The exercise ->
Copy out the data below word for word, leaving out the pictures.

Source material ->
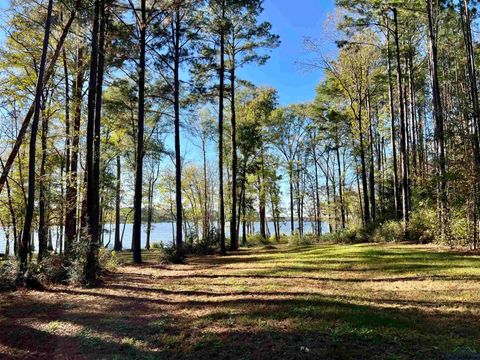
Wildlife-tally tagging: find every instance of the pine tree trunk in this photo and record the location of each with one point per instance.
(26, 236)
(137, 216)
(233, 221)
(403, 134)
(28, 117)
(118, 243)
(220, 134)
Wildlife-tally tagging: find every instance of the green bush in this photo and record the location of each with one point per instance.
(108, 259)
(307, 239)
(8, 275)
(208, 246)
(76, 267)
(353, 235)
(172, 255)
(52, 269)
(423, 226)
(389, 231)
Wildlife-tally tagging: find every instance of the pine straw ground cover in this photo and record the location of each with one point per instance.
(332, 302)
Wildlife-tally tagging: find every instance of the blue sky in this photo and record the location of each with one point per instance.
(292, 20)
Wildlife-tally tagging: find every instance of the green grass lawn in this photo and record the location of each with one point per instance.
(332, 302)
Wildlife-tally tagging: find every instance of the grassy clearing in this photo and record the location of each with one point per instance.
(335, 302)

Written response ->
Wildlife-tally tagging: find every instance of the pine tree trunk in this photo and record the location of each with one point per instance.
(26, 236)
(137, 216)
(233, 221)
(403, 134)
(28, 117)
(118, 243)
(220, 134)
Wildlife-tally tagging: find every instance of the green bush in this photo and record the location of each with one point per instance.
(108, 259)
(307, 239)
(8, 275)
(208, 246)
(76, 267)
(353, 235)
(172, 255)
(52, 269)
(423, 226)
(389, 231)
Wildlife-tally tagging: find every instance of the pine straw ground cover in this photo and record the location of each with one point per instance.
(332, 302)
Wildlife-tally tagging: find every instance of the blue sky in this photo and record the location of each with one point per instance.
(292, 20)
Wildlife-tally tagging: find every instance of the green grass lawn in this photo and record the location of each with one point per instance.
(332, 302)
Wildlife-tally tagging: find every instance of the grassy clearing in this photo and record the location of each with one point per instance.
(335, 302)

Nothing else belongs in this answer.